==== Document text

DreamBooth#

Model Introduction#

DreamBooth [MM-MODELS-DB2] is a fine-tuning technique and a solution to personalize large diffusion models like Stable Diffusion, which are powerful but lack the ability to mimic subjects of a given reference set. With DreamBooth, you only need a few images of a specific subject to fine-tune a pretrained text-to-image model, so that it learns to bind a unique identifier with a special subject. This unique identifier can then be used to synthesize fully-novel photorealistic images of the subject contextualized in different scenes.

NeMo’s Dreambooth is built upon the Stable Diffusion framework. While its architecture mirrors Stable Diffusion (refer to Model Configuration), the distinction lies in its training process, specifically when utilizing a different dataset and incorporating the prior preservation loss when necessary.

Prior Preservation Loss

When finetuning large pretrained language models on specific tasks or text-to-image diffusion models on a small dataset, problems like language drift and decreased output variety often arise. The concept of the prior preservation loss is straightforward: it guides the model using its self-generated samples and incorporates the discrepancy between the model-predicted noise on these samples. The influence of this loss component can be adjusted using model.prior_loss_weight.

model_pred, model_pred_prior = torch.chunk(model_output, 2, dim=0)
target, target_prior = torch.chunk(target, 2, dim=0)
loss = torch.nn.functional.mse_loss(model_pred.float(), target.float(), reduction="mean")
prior_loss = torch.nn.functional.mse_loss(model_pred_prior.float(), target_prior.float(), reduction="mean")

========
==== Recorded data

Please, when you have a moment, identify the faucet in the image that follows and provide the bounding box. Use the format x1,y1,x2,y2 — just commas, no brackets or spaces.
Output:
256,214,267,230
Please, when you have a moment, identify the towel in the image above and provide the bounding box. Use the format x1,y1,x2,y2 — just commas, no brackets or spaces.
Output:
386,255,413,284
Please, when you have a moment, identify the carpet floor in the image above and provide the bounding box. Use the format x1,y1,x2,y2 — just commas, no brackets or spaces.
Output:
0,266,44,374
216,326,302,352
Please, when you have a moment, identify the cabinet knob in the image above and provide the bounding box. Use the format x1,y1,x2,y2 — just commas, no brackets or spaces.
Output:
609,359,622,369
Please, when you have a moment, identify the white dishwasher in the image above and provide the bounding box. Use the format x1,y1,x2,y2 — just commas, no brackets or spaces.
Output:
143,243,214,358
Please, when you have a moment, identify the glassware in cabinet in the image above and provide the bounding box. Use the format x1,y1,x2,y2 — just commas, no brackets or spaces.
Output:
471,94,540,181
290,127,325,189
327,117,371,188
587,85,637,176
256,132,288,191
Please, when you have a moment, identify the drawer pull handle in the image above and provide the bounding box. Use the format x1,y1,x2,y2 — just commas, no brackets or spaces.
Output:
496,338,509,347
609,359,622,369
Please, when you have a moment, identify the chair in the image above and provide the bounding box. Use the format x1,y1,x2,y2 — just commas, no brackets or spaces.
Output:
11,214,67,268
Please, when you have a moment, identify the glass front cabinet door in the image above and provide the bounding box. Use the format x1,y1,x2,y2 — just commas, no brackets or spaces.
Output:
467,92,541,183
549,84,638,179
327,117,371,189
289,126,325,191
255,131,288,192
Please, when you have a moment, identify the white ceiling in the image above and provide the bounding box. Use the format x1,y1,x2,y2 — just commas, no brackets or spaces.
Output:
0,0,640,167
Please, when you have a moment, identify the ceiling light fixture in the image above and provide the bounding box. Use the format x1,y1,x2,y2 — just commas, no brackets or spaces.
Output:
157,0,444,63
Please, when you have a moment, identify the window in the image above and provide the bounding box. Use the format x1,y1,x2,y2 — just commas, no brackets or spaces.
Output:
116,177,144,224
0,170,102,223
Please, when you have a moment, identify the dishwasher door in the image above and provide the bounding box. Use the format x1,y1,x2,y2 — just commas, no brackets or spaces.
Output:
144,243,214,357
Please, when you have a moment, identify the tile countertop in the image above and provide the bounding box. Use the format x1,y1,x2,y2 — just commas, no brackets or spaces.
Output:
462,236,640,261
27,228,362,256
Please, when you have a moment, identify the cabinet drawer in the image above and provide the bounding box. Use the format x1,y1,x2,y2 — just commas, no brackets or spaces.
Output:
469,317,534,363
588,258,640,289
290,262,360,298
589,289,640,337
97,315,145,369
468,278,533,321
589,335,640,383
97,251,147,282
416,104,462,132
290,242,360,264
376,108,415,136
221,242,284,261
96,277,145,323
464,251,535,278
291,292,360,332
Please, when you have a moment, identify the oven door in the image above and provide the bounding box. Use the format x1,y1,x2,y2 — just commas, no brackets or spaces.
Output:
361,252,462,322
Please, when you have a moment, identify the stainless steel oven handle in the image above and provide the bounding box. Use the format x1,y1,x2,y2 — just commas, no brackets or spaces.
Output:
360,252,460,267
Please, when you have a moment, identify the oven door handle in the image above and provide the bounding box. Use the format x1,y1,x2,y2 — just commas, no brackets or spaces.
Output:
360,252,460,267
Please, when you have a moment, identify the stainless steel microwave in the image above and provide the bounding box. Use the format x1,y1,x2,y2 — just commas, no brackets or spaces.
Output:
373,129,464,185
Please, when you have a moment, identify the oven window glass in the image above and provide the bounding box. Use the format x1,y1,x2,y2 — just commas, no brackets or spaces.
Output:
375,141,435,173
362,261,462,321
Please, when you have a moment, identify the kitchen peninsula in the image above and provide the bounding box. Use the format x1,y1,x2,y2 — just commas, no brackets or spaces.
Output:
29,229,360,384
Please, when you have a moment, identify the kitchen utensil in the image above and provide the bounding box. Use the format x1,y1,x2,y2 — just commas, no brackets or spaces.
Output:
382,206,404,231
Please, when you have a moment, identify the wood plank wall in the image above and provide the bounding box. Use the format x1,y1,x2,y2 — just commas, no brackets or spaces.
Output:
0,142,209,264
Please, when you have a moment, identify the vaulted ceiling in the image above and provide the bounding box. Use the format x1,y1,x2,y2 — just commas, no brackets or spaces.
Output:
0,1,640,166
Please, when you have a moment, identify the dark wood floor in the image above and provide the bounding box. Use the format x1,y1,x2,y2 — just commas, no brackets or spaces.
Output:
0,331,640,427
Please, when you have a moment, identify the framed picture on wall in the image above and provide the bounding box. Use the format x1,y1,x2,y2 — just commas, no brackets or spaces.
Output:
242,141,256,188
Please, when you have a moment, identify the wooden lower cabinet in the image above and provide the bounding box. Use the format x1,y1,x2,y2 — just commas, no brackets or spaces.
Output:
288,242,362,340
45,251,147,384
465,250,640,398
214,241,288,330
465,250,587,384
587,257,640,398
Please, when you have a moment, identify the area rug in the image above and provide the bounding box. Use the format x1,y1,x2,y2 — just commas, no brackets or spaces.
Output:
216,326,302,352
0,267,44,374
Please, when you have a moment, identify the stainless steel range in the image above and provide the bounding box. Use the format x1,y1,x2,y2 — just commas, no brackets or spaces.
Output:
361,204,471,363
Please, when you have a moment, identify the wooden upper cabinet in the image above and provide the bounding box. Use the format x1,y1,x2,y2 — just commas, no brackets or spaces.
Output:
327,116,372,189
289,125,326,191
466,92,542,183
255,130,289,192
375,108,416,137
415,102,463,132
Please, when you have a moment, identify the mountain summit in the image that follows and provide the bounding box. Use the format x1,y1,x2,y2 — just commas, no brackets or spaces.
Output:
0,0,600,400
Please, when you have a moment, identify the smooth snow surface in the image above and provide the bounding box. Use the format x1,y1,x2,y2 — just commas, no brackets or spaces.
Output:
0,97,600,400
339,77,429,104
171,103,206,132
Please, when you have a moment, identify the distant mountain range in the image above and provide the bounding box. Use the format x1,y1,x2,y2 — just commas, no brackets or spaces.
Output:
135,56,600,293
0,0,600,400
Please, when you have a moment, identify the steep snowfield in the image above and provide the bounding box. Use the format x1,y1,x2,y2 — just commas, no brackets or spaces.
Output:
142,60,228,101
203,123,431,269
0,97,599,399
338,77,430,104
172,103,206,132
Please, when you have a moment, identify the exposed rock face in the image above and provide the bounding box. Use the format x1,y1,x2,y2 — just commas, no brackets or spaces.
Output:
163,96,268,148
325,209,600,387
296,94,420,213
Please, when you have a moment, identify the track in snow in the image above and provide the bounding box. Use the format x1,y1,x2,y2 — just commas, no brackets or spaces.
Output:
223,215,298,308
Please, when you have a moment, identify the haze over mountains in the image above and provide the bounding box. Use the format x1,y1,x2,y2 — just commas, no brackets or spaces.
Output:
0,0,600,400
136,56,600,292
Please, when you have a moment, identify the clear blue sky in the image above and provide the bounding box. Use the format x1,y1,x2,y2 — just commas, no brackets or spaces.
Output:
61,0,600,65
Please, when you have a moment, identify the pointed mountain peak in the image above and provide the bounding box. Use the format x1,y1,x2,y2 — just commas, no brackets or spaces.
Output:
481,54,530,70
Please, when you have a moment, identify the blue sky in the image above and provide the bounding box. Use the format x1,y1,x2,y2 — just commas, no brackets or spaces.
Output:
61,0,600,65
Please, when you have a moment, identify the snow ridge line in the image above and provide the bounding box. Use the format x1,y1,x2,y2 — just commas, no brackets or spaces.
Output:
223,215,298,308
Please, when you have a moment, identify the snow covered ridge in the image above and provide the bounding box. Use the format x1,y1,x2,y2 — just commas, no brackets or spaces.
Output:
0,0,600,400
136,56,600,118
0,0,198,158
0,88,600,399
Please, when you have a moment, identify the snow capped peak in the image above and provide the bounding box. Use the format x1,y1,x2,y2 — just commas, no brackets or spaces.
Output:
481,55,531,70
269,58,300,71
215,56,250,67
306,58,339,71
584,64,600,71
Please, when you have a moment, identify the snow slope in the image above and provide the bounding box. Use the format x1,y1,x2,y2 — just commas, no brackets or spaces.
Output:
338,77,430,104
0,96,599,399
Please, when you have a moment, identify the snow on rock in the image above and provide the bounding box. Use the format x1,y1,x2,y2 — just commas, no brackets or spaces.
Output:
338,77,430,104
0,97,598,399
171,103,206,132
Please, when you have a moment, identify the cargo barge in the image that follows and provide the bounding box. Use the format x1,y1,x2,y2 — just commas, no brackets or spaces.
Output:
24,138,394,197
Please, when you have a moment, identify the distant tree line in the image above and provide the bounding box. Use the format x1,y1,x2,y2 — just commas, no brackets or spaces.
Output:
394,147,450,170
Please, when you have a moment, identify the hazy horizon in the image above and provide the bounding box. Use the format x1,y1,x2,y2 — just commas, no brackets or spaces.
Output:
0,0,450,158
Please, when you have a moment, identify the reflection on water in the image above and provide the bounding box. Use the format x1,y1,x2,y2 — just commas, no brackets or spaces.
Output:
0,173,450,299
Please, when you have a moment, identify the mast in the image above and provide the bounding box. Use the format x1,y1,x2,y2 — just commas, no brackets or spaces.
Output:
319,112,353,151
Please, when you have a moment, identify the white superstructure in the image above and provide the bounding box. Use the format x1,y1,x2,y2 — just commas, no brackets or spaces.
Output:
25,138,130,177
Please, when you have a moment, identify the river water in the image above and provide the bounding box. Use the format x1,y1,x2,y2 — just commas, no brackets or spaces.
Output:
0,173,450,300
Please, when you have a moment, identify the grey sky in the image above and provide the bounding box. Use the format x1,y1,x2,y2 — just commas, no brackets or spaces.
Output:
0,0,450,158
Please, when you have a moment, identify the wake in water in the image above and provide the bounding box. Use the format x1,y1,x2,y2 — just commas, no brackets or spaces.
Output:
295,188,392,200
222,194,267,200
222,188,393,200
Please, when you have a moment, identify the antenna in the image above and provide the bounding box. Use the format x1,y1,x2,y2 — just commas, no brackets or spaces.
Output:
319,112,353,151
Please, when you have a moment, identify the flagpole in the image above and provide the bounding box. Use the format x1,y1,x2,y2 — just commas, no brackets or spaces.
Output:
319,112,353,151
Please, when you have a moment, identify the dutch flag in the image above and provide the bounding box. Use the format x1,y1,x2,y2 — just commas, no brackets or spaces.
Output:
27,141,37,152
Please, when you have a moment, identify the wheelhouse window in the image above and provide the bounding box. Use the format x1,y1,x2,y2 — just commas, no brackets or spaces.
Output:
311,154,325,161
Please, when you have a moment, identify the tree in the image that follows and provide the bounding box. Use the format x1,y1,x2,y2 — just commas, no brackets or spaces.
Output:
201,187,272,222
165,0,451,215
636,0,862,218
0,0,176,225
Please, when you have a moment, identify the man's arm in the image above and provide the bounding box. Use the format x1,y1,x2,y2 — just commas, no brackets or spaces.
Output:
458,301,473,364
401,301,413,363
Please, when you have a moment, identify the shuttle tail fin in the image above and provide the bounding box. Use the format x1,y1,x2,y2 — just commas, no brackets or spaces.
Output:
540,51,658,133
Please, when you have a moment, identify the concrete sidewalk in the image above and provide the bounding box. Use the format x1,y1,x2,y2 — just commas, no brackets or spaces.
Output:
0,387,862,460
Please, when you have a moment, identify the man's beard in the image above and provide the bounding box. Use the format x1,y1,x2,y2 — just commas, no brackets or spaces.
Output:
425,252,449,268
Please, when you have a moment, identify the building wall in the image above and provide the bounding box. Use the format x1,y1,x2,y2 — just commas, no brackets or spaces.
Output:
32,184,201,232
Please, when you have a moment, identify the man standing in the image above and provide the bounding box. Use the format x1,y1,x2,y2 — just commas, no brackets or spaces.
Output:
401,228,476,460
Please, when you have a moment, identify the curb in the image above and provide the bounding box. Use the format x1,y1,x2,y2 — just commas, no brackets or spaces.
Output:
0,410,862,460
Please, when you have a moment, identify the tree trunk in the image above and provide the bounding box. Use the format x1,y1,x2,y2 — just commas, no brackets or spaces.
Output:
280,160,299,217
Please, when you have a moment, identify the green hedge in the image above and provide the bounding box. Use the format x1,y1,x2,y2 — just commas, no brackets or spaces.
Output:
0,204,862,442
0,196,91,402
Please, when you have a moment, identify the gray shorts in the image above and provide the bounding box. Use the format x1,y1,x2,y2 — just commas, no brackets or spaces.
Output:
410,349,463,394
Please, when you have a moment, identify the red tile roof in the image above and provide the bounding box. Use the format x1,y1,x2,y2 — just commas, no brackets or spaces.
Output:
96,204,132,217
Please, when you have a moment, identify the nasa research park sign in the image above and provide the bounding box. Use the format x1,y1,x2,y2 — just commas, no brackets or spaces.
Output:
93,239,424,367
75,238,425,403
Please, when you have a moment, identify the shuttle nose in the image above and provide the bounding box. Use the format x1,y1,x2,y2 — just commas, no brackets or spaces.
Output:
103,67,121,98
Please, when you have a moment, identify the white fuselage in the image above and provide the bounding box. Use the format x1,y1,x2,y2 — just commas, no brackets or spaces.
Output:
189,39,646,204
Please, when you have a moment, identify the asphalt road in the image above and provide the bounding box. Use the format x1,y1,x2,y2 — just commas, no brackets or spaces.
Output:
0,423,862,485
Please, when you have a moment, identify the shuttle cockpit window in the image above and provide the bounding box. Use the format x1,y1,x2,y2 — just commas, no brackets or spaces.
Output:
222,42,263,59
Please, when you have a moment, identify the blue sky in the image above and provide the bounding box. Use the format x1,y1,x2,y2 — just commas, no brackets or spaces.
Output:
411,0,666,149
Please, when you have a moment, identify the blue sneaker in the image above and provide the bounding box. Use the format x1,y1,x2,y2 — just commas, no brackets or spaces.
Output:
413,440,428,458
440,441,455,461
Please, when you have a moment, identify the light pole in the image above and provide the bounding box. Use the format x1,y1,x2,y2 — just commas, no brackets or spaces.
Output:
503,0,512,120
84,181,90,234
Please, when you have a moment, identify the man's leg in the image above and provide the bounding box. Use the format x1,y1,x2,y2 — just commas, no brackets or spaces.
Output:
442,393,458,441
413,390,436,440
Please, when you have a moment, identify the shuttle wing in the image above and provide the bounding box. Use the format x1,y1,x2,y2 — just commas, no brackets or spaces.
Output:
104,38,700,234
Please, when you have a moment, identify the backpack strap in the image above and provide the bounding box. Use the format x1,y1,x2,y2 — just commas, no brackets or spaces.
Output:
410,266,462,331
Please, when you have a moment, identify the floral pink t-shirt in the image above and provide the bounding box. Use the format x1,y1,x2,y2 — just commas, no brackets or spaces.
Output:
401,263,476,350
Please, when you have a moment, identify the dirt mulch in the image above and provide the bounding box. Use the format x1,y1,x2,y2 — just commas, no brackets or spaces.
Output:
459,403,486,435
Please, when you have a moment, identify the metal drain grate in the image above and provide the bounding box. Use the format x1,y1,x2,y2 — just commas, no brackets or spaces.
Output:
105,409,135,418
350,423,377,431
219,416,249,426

========

◆ **Written exercise**: Repeat word for word the stretch of the DreamBooth text above from "DreamBooth#" through "in different scenes.".

◆ **Written solution**:
DreamBooth#

Model Introduction#

DreamBooth [MM-MODELS-DB2] is a fine-tuning technique and a solution to personalize large diffusion models like Stable Diffusion, which are powerful but lack the ability to mimic subjects of a given reference set. With DreamBooth, you only need a few images of a specific subject to fine-tune a pretrained text-to-image model, so that it learns to bind a unique identifier with a special subject. This unique identifier can then be used to synthesize fully-novel photorealistic images of the subject contextualized in different scenes.